Datapower will connect to Db2 for z/OS through DDF using a number of pooled connections. Datapower will round-robin these connections to fetch information whenever one of its webservices is called.
Conventionally, you would distinguish based on CorrelationID, ApplicationName, or in a worst case, the location of the thread. Unfortunately, the Datapower webservices modules aren’t programmed to set the CorrelationID to something that would allow us to differentiate between the different services. In essence, this anonymizes the connections. This has posed problems when trying to determine the source of degradation or unavailability of individual Datapower services. The following image shows a number of threads originating from Datapower, with no way of distinguishing which thread correlates to which service.
But we are in luck. An architectural decision that might spark some controversy exists at our shop: DDF applications may only call stored procedures. The degree of how much business logic exists in the application or in the stored procedure varies from application to application. This decision was made to ensure all SQL is statically bound, but that is outside the scope. Each application, and thus also Datapower webservices, will have one “entry-point” stored procedure, which may call other stored procedures to perform certain functions.
This now allows us to filter our threads by package that was executed, in this case, the “entry-point” package of a certain service, effectively giving us the ability to isolate individual Datapower services that require data from Db2. The only problem that remains is that the textual table-based view of this data is very hard to interpret by humans. Is a service getting called more or fewer times per second than usual? Is the average consumed CPU time higher or lower, the amount of time the thread was active, wait times, getpages? A visual representation would make this easier, and while vendor products allow this, I’m using ours wrong.
A solution
A solution would consist of the following items:
- - A way to gather when a thread runs that executes a specific package, preferably in real-time.
- - A way to gather information about that execution, such as SQL counts, CPU-time, elapsed time, wait times, etc.
- - A way to persist that information.
- - A way to display that information graphically.
The last two items are relatively simple. We can just use Db2 to persist this information, and use a (publicly available) plugin for Grafana that I made a few years ago to fetch that information from Db2 and display it as nicely colored graphs.
The first two items are not as simple, but certainly doable. The good people developing Db2 for z/OS have incorporated what is called the Instrumentation Facility Component, more commonly known as the Tracing Facility into Db2, and with it the Instrumentation Facility Interface. Functionality that is often hidden behind vendor interfaces in other products, is available to mere Db2 database administrators.
Instrumentation Facility Component / Tracing facility
The Instrumentation Facility Component is a well known facility in Db2, used by many shops in many different ways. Commonly, we execute “-START TRACE…” commands to get Db2 to generate trace records or IFCIDs when certain events occur, some of these events corresponding to the problem explained in the previous paragraphs. Using this command, we can specify the destination of these traces. Most commonly we will let the tracing facility write its records to SMF, and we will use software to post process that information for use in sizing exercises, reporting, or charge-back.
You can also specify that the trace records should be written to a GTF trace, or passed to a routine with destination SRV. This last option is rarely used, and most often only at the direction of IBM when researching a problem.

++++++++++

THE REQUEST
Which items does the Datapower and Db2 excerpt above say a solution would consist of?

++++++++++

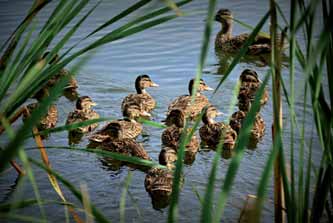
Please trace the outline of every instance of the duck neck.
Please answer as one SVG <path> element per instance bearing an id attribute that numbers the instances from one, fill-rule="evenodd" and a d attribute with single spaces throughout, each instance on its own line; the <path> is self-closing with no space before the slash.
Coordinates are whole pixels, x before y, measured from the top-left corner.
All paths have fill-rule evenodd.
<path id="1" fill-rule="evenodd" d="M 215 120 L 213 118 L 207 117 L 207 115 L 202 116 L 202 122 L 206 125 L 211 125 L 215 123 Z"/>
<path id="2" fill-rule="evenodd" d="M 224 21 L 221 23 L 221 31 L 220 35 L 225 38 L 232 37 L 232 22 L 231 21 Z"/>

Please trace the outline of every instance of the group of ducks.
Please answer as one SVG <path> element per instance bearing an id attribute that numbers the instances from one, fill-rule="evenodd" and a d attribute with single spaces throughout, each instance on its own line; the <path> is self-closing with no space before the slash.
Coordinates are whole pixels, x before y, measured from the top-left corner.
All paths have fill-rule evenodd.
<path id="1" fill-rule="evenodd" d="M 221 31 L 217 34 L 215 46 L 225 52 L 234 53 L 241 48 L 249 37 L 248 34 L 232 36 L 232 14 L 227 9 L 218 11 L 215 17 L 216 21 L 222 24 Z M 259 55 L 270 52 L 270 39 L 258 36 L 254 44 L 248 48 L 248 54 Z M 51 61 L 53 63 L 54 61 Z M 47 95 L 47 89 L 54 86 L 63 75 L 68 73 L 62 70 L 54 76 L 46 86 L 36 94 L 35 98 L 40 100 Z M 147 170 L 145 178 L 145 188 L 150 194 L 153 206 L 162 208 L 168 204 L 172 192 L 173 174 L 172 169 L 177 160 L 177 151 L 179 149 L 180 139 L 186 122 L 193 121 L 202 116 L 203 125 L 199 129 L 201 144 L 209 148 L 216 149 L 222 142 L 223 151 L 232 151 L 237 140 L 242 122 L 254 101 L 254 96 L 260 87 L 261 81 L 254 70 L 245 69 L 240 75 L 240 91 L 238 95 L 239 111 L 235 112 L 229 123 L 217 122 L 215 118 L 221 113 L 209 102 L 203 91 L 212 90 L 202 79 L 199 82 L 197 93 L 192 101 L 192 90 L 195 80 L 192 79 L 188 85 L 189 94 L 177 97 L 169 106 L 164 120 L 167 128 L 161 136 L 162 149 L 159 154 L 159 163 L 167 168 L 151 168 Z M 113 120 L 104 127 L 90 134 L 88 148 L 100 148 L 107 151 L 135 156 L 141 159 L 150 160 L 149 154 L 143 146 L 135 141 L 136 137 L 142 132 L 142 125 L 138 122 L 139 118 L 150 118 L 151 111 L 155 108 L 154 98 L 146 91 L 149 87 L 157 87 L 148 75 L 140 75 L 135 81 L 135 94 L 126 96 L 121 105 L 123 118 Z M 72 92 L 75 95 L 77 83 L 71 78 L 64 91 Z M 265 90 L 260 100 L 264 105 L 268 100 L 268 92 Z M 79 97 L 76 101 L 76 107 L 70 112 L 66 124 L 79 123 L 86 120 L 99 118 L 93 106 L 96 104 L 89 96 Z M 29 105 L 30 110 L 38 106 L 37 103 Z M 45 117 L 40 121 L 40 129 L 55 127 L 57 121 L 57 109 L 55 105 L 50 106 Z M 70 134 L 82 136 L 85 133 L 92 132 L 98 127 L 97 123 L 78 127 L 70 131 Z M 191 131 L 191 128 L 187 128 Z M 251 142 L 255 144 L 263 137 L 265 132 L 265 123 L 259 113 L 256 114 L 253 128 L 251 129 Z M 185 160 L 187 164 L 193 163 L 195 155 L 200 147 L 199 138 L 193 134 L 188 144 L 185 145 Z M 162 202 L 162 203 L 160 203 Z"/>

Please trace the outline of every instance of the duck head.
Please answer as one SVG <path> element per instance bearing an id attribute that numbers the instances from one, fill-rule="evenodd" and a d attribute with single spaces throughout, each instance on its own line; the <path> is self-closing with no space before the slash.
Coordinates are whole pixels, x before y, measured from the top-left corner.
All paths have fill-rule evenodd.
<path id="1" fill-rule="evenodd" d="M 215 21 L 222 24 L 223 33 L 232 31 L 233 15 L 229 9 L 220 9 L 215 15 Z"/>
<path id="2" fill-rule="evenodd" d="M 49 51 L 46 51 L 43 56 L 42 59 L 45 59 L 48 55 L 50 54 Z M 54 55 L 54 57 L 50 60 L 49 64 L 56 64 L 59 61 L 59 55 L 56 54 Z"/>
<path id="3" fill-rule="evenodd" d="M 128 118 L 131 121 L 134 121 L 139 117 L 151 117 L 151 115 L 144 111 L 140 105 L 137 104 L 131 104 L 125 107 L 123 111 L 123 116 L 125 118 Z"/>
<path id="4" fill-rule="evenodd" d="M 202 122 L 205 124 L 213 124 L 215 123 L 215 118 L 222 113 L 219 112 L 214 106 L 210 105 L 204 109 L 204 114 L 202 116 Z"/>
<path id="5" fill-rule="evenodd" d="M 195 83 L 195 79 L 191 79 L 188 84 L 188 90 L 190 92 L 190 95 L 192 95 L 194 83 Z M 200 95 L 200 92 L 202 92 L 202 91 L 212 91 L 212 90 L 214 90 L 214 89 L 209 87 L 202 79 L 200 79 L 198 90 L 197 90 L 197 95 Z"/>
<path id="6" fill-rule="evenodd" d="M 239 80 L 241 82 L 254 82 L 254 83 L 260 82 L 257 72 L 251 69 L 245 69 L 240 75 Z"/>
<path id="7" fill-rule="evenodd" d="M 246 113 L 243 111 L 237 111 L 234 114 L 232 114 L 230 119 L 230 126 L 239 133 L 239 130 L 242 127 L 242 122 L 245 118 Z"/>
<path id="8" fill-rule="evenodd" d="M 107 125 L 105 131 L 107 134 L 114 139 L 122 139 L 123 131 L 121 130 L 121 126 L 119 123 L 111 122 Z"/>
<path id="9" fill-rule="evenodd" d="M 183 128 L 185 126 L 185 121 L 185 113 L 181 109 L 173 109 L 165 119 L 165 124 L 167 126 L 175 125 L 178 128 Z"/>
<path id="10" fill-rule="evenodd" d="M 146 93 L 148 87 L 158 87 L 159 85 L 154 83 L 150 77 L 146 74 L 140 75 L 135 80 L 135 89 L 138 94 Z"/>
<path id="11" fill-rule="evenodd" d="M 79 97 L 76 101 L 76 109 L 78 110 L 90 110 L 95 105 L 97 104 L 89 96 Z"/>

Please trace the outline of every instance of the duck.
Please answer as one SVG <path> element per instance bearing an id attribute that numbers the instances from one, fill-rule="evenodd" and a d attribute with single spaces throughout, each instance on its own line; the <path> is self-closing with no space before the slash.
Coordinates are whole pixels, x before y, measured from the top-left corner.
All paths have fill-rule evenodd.
<path id="1" fill-rule="evenodd" d="M 200 127 L 199 134 L 201 141 L 212 149 L 216 149 L 220 142 L 220 138 L 224 135 L 223 148 L 232 150 L 235 146 L 237 133 L 230 125 L 223 122 L 216 122 L 214 118 L 219 112 L 214 106 L 204 108 L 202 122 L 204 125 Z"/>
<path id="2" fill-rule="evenodd" d="M 191 79 L 188 84 L 188 95 L 182 95 L 177 97 L 168 106 L 167 115 L 174 109 L 181 109 L 185 112 L 186 118 L 189 117 L 190 120 L 194 120 L 202 111 L 202 109 L 210 105 L 208 98 L 201 94 L 202 91 L 211 91 L 213 88 L 209 87 L 203 79 L 200 79 L 197 94 L 195 95 L 194 102 L 192 100 L 192 89 L 194 87 L 195 79 Z"/>
<path id="3" fill-rule="evenodd" d="M 245 69 L 240 77 L 240 90 L 238 93 L 238 107 L 242 111 L 249 111 L 251 103 L 255 99 L 255 94 L 258 91 L 261 80 L 258 78 L 256 71 L 251 69 Z M 267 103 L 269 99 L 269 93 L 267 88 L 264 90 L 264 93 L 260 99 L 260 105 L 263 106 Z"/>
<path id="4" fill-rule="evenodd" d="M 134 104 L 140 106 L 142 111 L 150 113 L 155 108 L 156 101 L 146 91 L 146 88 L 158 86 L 159 85 L 154 83 L 148 75 L 139 75 L 135 80 L 136 94 L 130 94 L 123 99 L 121 104 L 122 112 L 126 109 L 126 107 Z"/>
<path id="5" fill-rule="evenodd" d="M 215 38 L 215 49 L 225 53 L 235 54 L 240 51 L 250 34 L 232 35 L 233 15 L 229 9 L 220 9 L 215 15 L 215 21 L 221 23 L 221 30 Z M 271 38 L 258 34 L 248 47 L 246 54 L 260 56 L 271 52 Z"/>
<path id="6" fill-rule="evenodd" d="M 184 178 L 180 178 L 180 187 L 183 186 Z M 151 168 L 145 177 L 145 189 L 152 199 L 154 209 L 163 209 L 170 203 L 173 172 L 167 168 Z"/>
<path id="7" fill-rule="evenodd" d="M 91 119 L 98 119 L 99 114 L 92 110 L 92 106 L 95 106 L 96 103 L 92 101 L 89 96 L 81 96 L 76 101 L 76 108 L 73 112 L 70 112 L 67 117 L 66 125 L 79 123 Z M 98 123 L 94 123 L 91 125 L 79 127 L 77 129 L 72 130 L 72 132 L 77 133 L 87 133 L 98 127 Z"/>
<path id="8" fill-rule="evenodd" d="M 151 160 L 146 150 L 134 139 L 126 138 L 123 135 L 123 126 L 120 123 L 113 123 L 109 127 L 110 138 L 104 140 L 98 148 L 110 152 L 121 153 L 127 156 L 138 157 L 144 160 Z"/>
<path id="9" fill-rule="evenodd" d="M 23 112 L 23 121 L 25 121 L 30 114 L 38 108 L 39 103 L 31 103 L 26 106 L 26 110 Z M 37 124 L 38 131 L 54 128 L 58 122 L 58 109 L 55 104 L 49 106 L 46 115 L 44 115 Z"/>
<path id="10" fill-rule="evenodd" d="M 141 116 L 147 116 L 147 112 L 142 112 L 138 105 L 131 105 L 125 108 L 123 111 L 123 119 L 113 120 L 106 124 L 102 129 L 95 132 L 89 137 L 91 142 L 90 146 L 96 146 L 103 141 L 112 139 L 112 129 L 114 125 L 120 126 L 122 136 L 126 139 L 134 139 L 139 136 L 142 132 L 141 123 L 137 122 L 136 119 Z"/>
<path id="11" fill-rule="evenodd" d="M 40 60 L 45 60 L 46 57 L 50 54 L 50 52 L 45 52 L 42 56 L 42 58 Z M 54 65 L 56 64 L 57 62 L 59 61 L 59 55 L 56 54 L 49 62 L 49 65 Z M 69 94 L 69 92 L 71 92 L 70 94 L 71 95 L 75 95 L 77 96 L 78 93 L 77 93 L 77 88 L 78 88 L 78 83 L 77 83 L 77 80 L 70 74 L 69 70 L 65 69 L 65 68 L 62 68 L 60 69 L 60 71 L 53 75 L 48 81 L 47 83 L 45 84 L 45 86 L 39 90 L 34 96 L 33 98 L 36 98 L 38 100 L 38 98 L 40 98 L 40 95 L 43 94 L 43 91 L 45 89 L 49 90 L 50 88 L 54 87 L 59 81 L 61 78 L 65 77 L 65 76 L 69 76 L 69 80 L 68 80 L 68 84 L 64 87 L 64 93 L 66 94 Z M 74 92 L 74 93 L 73 93 Z M 76 99 L 77 97 L 73 98 L 74 100 Z M 71 98 L 69 98 L 70 100 L 73 100 Z"/>
<path id="12" fill-rule="evenodd" d="M 244 111 L 237 111 L 231 115 L 229 125 L 233 130 L 239 133 L 243 120 L 246 117 L 246 113 Z M 265 134 L 265 121 L 260 114 L 256 114 L 255 121 L 253 123 L 253 127 L 251 129 L 250 141 L 259 141 Z"/>
<path id="13" fill-rule="evenodd" d="M 181 109 L 173 109 L 166 118 L 168 126 L 162 133 L 161 140 L 164 146 L 178 149 L 180 138 L 185 127 L 185 113 Z M 190 128 L 187 129 L 191 131 Z M 186 145 L 186 150 L 197 152 L 199 149 L 199 140 L 193 135 L 190 142 Z"/>

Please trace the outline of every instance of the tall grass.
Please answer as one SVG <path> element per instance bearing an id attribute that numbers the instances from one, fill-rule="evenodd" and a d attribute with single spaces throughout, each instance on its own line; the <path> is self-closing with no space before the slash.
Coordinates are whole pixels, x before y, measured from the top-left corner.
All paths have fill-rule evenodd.
<path id="1" fill-rule="evenodd" d="M 16 116 L 16 113 L 22 108 L 26 100 L 34 93 L 40 90 L 41 86 L 52 78 L 60 69 L 67 64 L 77 60 L 79 57 L 86 55 L 92 50 L 104 45 L 112 43 L 115 40 L 126 38 L 130 35 L 142 32 L 151 27 L 168 22 L 182 15 L 179 7 L 187 4 L 190 0 L 184 0 L 178 3 L 173 1 L 165 1 L 166 7 L 159 8 L 141 15 L 133 20 L 114 28 L 112 31 L 104 34 L 102 37 L 97 38 L 94 42 L 81 49 L 77 49 L 82 41 L 91 38 L 92 36 L 101 33 L 101 31 L 110 28 L 111 25 L 116 24 L 119 20 L 125 18 L 131 13 L 139 10 L 141 7 L 148 5 L 150 0 L 141 0 L 129 8 L 123 10 L 119 14 L 113 16 L 108 21 L 97 27 L 91 33 L 85 35 L 84 38 L 74 43 L 65 52 L 62 52 L 64 46 L 68 45 L 68 41 L 73 37 L 77 29 L 82 26 L 83 22 L 91 15 L 93 15 L 96 7 L 100 2 L 93 5 L 85 14 L 82 15 L 83 9 L 88 7 L 88 0 L 80 1 L 59 1 L 51 13 L 50 18 L 41 28 L 36 30 L 34 17 L 40 10 L 50 1 L 36 0 L 30 9 L 26 18 L 20 23 L 15 32 L 8 38 L 8 40 L 1 46 L 1 63 L 0 63 L 0 120 L 1 126 L 4 129 L 8 144 L 3 146 L 0 153 L 0 171 L 3 171 L 11 160 L 19 158 L 22 161 L 24 170 L 32 184 L 35 192 L 35 199 L 24 200 L 15 204 L 1 204 L 0 214 L 7 219 L 16 219 L 22 221 L 36 221 L 45 222 L 47 216 L 45 214 L 44 205 L 47 202 L 59 203 L 68 208 L 73 208 L 77 211 L 71 202 L 63 200 L 58 201 L 45 201 L 41 198 L 39 190 L 34 178 L 31 165 L 44 170 L 49 175 L 54 176 L 55 179 L 61 182 L 70 192 L 82 203 L 86 208 L 86 212 L 93 215 L 95 221 L 109 222 L 98 208 L 87 199 L 84 193 L 81 193 L 72 183 L 63 178 L 60 174 L 54 171 L 50 166 L 45 165 L 31 157 L 28 157 L 24 150 L 24 142 L 27 138 L 36 135 L 47 134 L 50 132 L 58 132 L 70 130 L 79 126 L 90 125 L 95 122 L 110 120 L 112 118 L 101 118 L 97 120 L 86 121 L 73 125 L 66 125 L 57 127 L 44 132 L 31 135 L 33 126 L 39 121 L 40 117 L 46 113 L 47 108 L 61 94 L 63 87 L 66 84 L 66 79 L 60 81 L 50 91 L 50 96 L 41 102 L 41 105 L 36 109 L 16 132 L 10 126 L 10 120 Z M 321 7 L 321 8 L 320 8 Z M 175 12 L 169 13 L 174 10 Z M 266 202 L 268 188 L 270 187 L 271 176 L 274 172 L 274 187 L 275 187 L 275 221 L 283 222 L 319 222 L 322 216 L 325 215 L 332 219 L 331 207 L 333 205 L 333 180 L 332 180 L 332 154 L 333 154 L 333 119 L 332 119 L 332 102 L 333 102 L 333 3 L 329 0 L 291 0 L 290 2 L 290 18 L 289 20 L 283 15 L 282 10 L 276 1 L 270 1 L 270 9 L 263 15 L 258 24 L 252 28 L 237 19 L 236 22 L 251 28 L 251 34 L 248 41 L 244 44 L 240 52 L 235 55 L 232 63 L 227 68 L 224 76 L 215 89 L 215 93 L 223 86 L 224 81 L 229 77 L 235 66 L 240 63 L 241 59 L 245 56 L 247 47 L 255 40 L 258 34 L 263 34 L 261 28 L 267 23 L 270 18 L 271 28 L 270 36 L 272 40 L 272 53 L 271 63 L 268 73 L 256 94 L 255 101 L 251 106 L 240 134 L 237 139 L 235 147 L 235 155 L 233 156 L 230 166 L 226 172 L 224 182 L 216 180 L 216 171 L 219 165 L 219 159 L 222 144 L 220 143 L 218 152 L 214 156 L 211 164 L 210 174 L 207 179 L 204 197 L 198 194 L 198 202 L 202 204 L 201 222 L 220 222 L 223 219 L 225 205 L 228 202 L 228 197 L 234 185 L 234 179 L 237 176 L 239 165 L 242 161 L 244 151 L 246 149 L 247 141 L 249 138 L 249 131 L 253 126 L 255 114 L 260 106 L 260 98 L 263 94 L 265 85 L 269 79 L 272 80 L 273 89 L 273 144 L 270 147 L 269 155 L 265 162 L 265 167 L 262 170 L 259 184 L 257 187 L 257 200 L 256 210 L 252 222 L 260 222 L 262 210 Z M 207 10 L 207 20 L 205 30 L 203 33 L 203 43 L 201 48 L 200 60 L 197 67 L 195 87 L 193 95 L 195 95 L 202 76 L 202 69 L 205 66 L 207 52 L 209 49 L 212 21 L 216 11 L 216 1 L 210 0 Z M 74 22 L 74 17 L 79 17 L 79 20 L 70 29 L 66 29 L 68 24 Z M 280 21 L 280 16 L 283 18 L 283 23 Z M 323 27 L 319 33 L 315 35 L 314 24 L 317 19 L 322 18 Z M 281 76 L 281 53 L 282 49 L 279 48 L 278 34 L 281 33 L 280 27 L 288 27 L 287 32 L 284 32 L 285 39 L 289 43 L 289 89 L 286 88 L 283 78 Z M 57 35 L 67 30 L 65 35 L 57 42 Z M 285 31 L 285 30 L 284 30 Z M 32 34 L 36 34 L 32 39 Z M 305 50 L 302 49 L 300 34 L 305 39 Z M 265 34 L 268 35 L 268 34 Z M 315 37 L 318 36 L 316 39 Z M 50 47 L 54 46 L 50 51 L 51 53 L 40 61 L 41 55 Z M 62 53 L 61 53 L 62 52 Z M 58 64 L 47 65 L 55 54 L 60 54 L 60 61 Z M 85 59 L 74 66 L 74 73 L 77 73 L 79 67 L 84 63 Z M 301 99 L 303 101 L 302 112 L 297 112 L 295 103 L 297 99 L 296 83 L 295 83 L 295 68 L 300 66 L 303 71 L 304 90 L 301 91 Z M 326 77 L 325 77 L 326 75 Z M 237 89 L 237 87 L 236 87 Z M 283 94 L 282 94 L 283 93 Z M 237 90 L 234 92 L 234 97 Z M 282 97 L 285 97 L 288 108 L 283 108 Z M 312 152 L 312 139 L 309 141 L 305 137 L 305 121 L 308 119 L 307 103 L 308 97 L 311 99 L 311 109 L 314 118 L 314 136 L 319 138 L 320 147 L 322 148 L 321 162 L 314 165 L 313 152 Z M 231 105 L 232 106 L 232 105 Z M 284 143 L 283 138 L 283 125 L 282 125 L 282 109 L 288 111 L 290 118 L 291 131 L 290 131 L 290 144 Z M 202 114 L 201 114 L 202 116 Z M 299 121 L 301 120 L 301 121 Z M 151 121 L 142 120 L 144 124 L 151 125 L 158 128 L 165 126 L 154 123 Z M 299 123 L 301 122 L 301 123 Z M 173 191 L 171 197 L 171 204 L 168 210 L 168 222 L 175 222 L 178 219 L 178 203 L 180 195 L 180 181 L 183 170 L 183 158 L 185 152 L 185 145 L 191 139 L 192 135 L 198 128 L 200 118 L 194 123 L 190 133 L 187 133 L 189 125 L 186 124 L 182 137 L 180 148 L 178 150 L 178 159 L 176 162 L 176 169 L 174 171 Z M 0 131 L 1 132 L 1 131 Z M 298 143 L 296 135 L 300 135 L 301 142 Z M 296 146 L 298 145 L 298 146 Z M 101 154 L 113 159 L 118 159 L 126 162 L 131 162 L 138 165 L 148 167 L 158 166 L 153 161 L 140 160 L 133 157 L 122 156 L 117 153 L 110 153 L 101 150 L 83 149 L 83 148 L 69 148 L 69 147 L 45 147 L 46 149 L 67 149 L 72 151 L 89 152 Z M 298 150 L 298 151 L 297 151 Z M 290 156 L 290 158 L 289 158 Z M 288 157 L 288 158 L 287 158 Z M 298 165 L 296 165 L 296 160 Z M 159 166 L 160 168 L 163 168 Z M 288 178 L 288 167 L 290 167 L 290 178 Z M 315 169 L 315 173 L 311 173 Z M 120 200 L 120 216 L 121 221 L 125 221 L 125 199 L 126 192 L 130 184 L 131 175 L 129 174 L 125 181 L 125 188 L 123 190 Z M 221 185 L 220 191 L 217 192 L 216 199 L 214 199 L 214 190 L 217 185 Z M 314 188 L 314 192 L 312 192 Z M 246 195 L 244 195 L 245 197 Z M 130 196 L 131 198 L 131 196 Z M 214 205 L 214 202 L 217 204 Z M 39 205 L 41 219 L 32 219 L 29 216 L 18 216 L 13 214 L 13 210 L 28 207 L 31 205 Z M 285 218 L 286 216 L 286 218 Z M 143 216 L 144 217 L 144 216 Z M 273 220 L 273 219 L 272 219 Z M 80 219 L 76 219 L 80 222 Z"/>

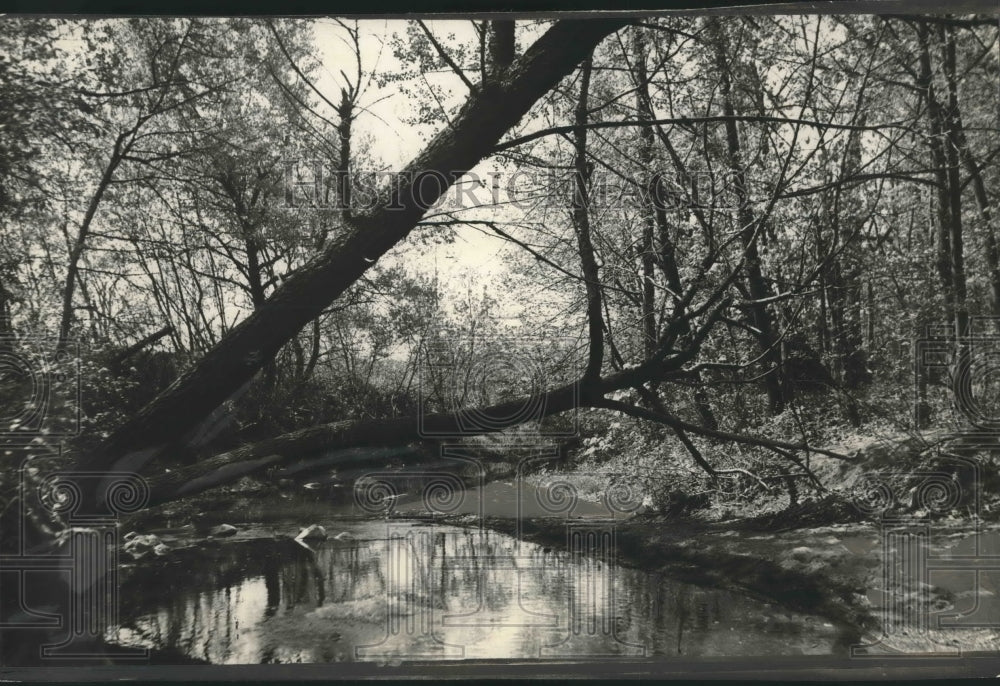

++++++++++

THE RESULT
- A way to gather when a thread runs that executes a specific package, preferably in real time.
- A way to gather information about that execution, such as SQL counts, CPU time, elapsed time, and wait times.
- A way to persist that information.
- A way to display that information graphically.